#### What you are asked to do
From the rows below, pull out every line that contains the word "textured", matching its case exactly.

---------- Given information ----------

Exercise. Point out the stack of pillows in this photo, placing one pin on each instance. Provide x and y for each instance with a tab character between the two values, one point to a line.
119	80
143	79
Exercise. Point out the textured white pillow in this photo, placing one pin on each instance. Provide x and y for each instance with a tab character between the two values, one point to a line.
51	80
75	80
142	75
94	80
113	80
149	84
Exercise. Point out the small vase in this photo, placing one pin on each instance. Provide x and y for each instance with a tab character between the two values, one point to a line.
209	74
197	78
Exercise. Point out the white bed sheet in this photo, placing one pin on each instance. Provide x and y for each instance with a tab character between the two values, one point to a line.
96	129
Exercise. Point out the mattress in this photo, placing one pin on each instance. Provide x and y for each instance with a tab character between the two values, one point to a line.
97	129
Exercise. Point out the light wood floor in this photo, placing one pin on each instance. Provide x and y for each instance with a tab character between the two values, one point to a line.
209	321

----------
---------- Given information ----------

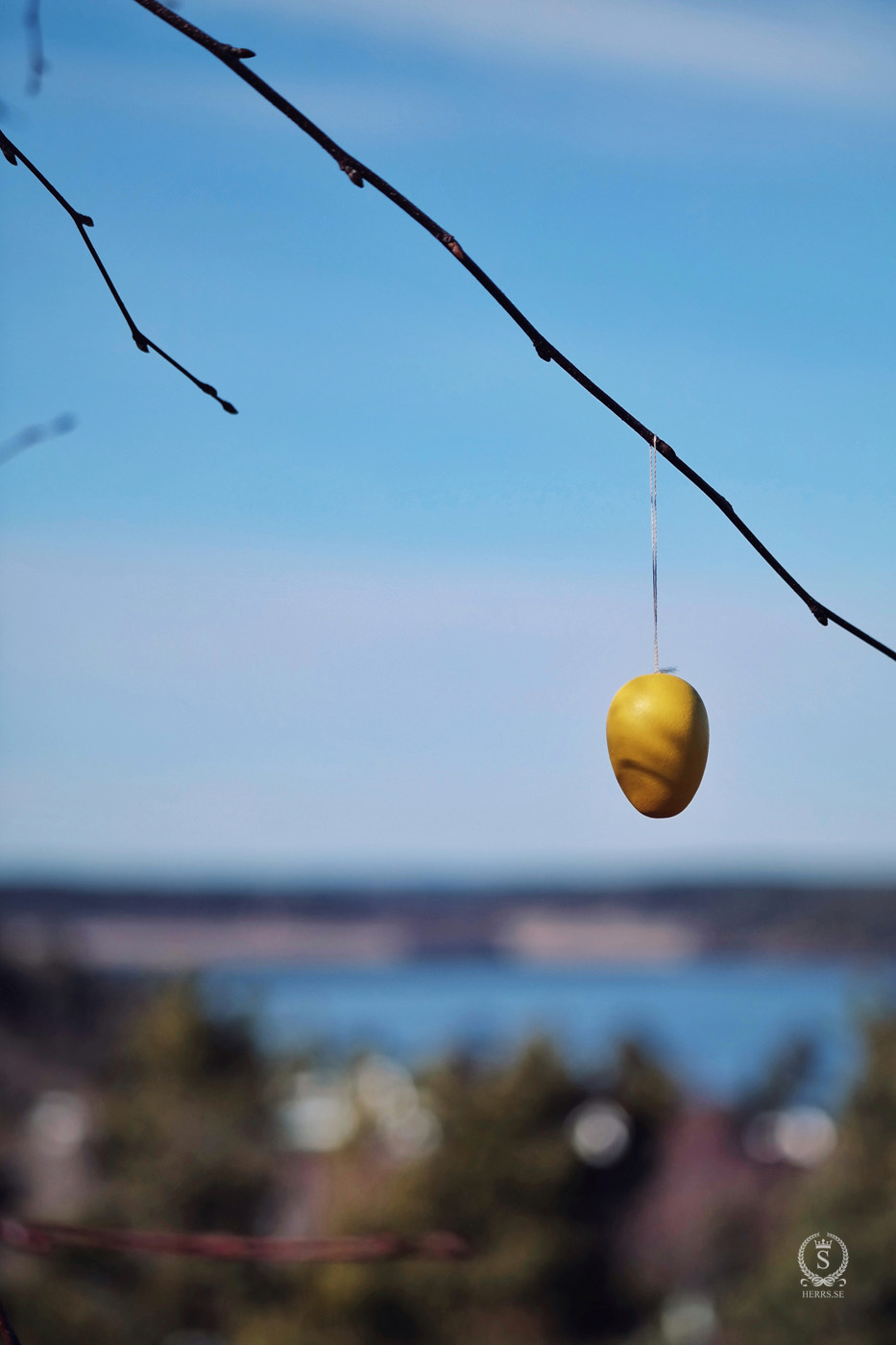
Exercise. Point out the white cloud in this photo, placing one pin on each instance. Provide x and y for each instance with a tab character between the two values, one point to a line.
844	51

----------

#### The completed task
Exercise. Point out the textured white pillow in this photo, placing one pin on each instance. Provide x and y for each instance with a tab character between the two values, one point to a line.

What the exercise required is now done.